● The task: Tally the lines below that contain the string "Target", and give only the number.
::: Supplied material :::
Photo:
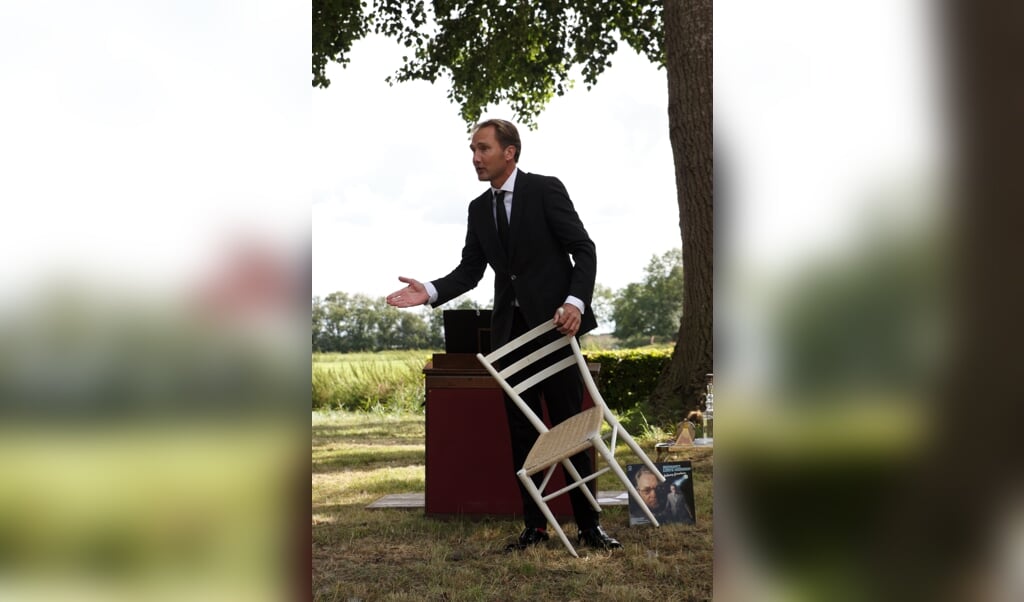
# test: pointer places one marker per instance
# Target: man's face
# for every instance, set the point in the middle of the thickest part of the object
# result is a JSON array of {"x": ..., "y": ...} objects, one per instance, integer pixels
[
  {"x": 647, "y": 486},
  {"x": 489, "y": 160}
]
:::
::: Supplied material :::
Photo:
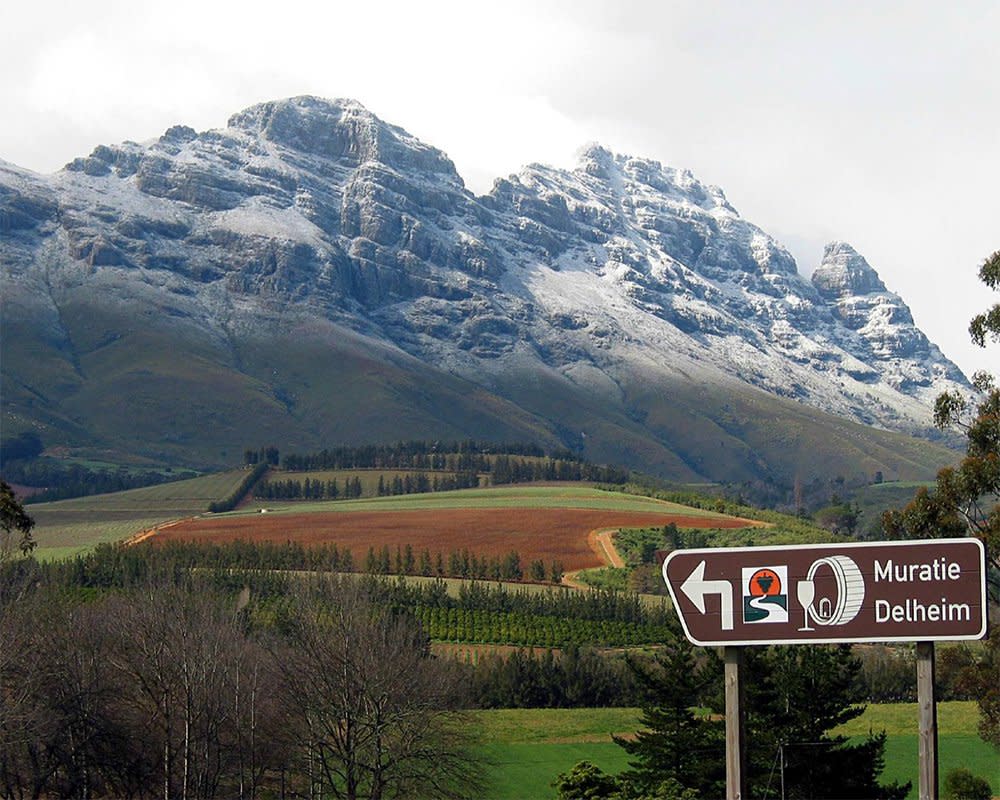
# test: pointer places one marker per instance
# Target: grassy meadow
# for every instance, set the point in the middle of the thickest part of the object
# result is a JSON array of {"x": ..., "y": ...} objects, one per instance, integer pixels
:::
● Task output: 2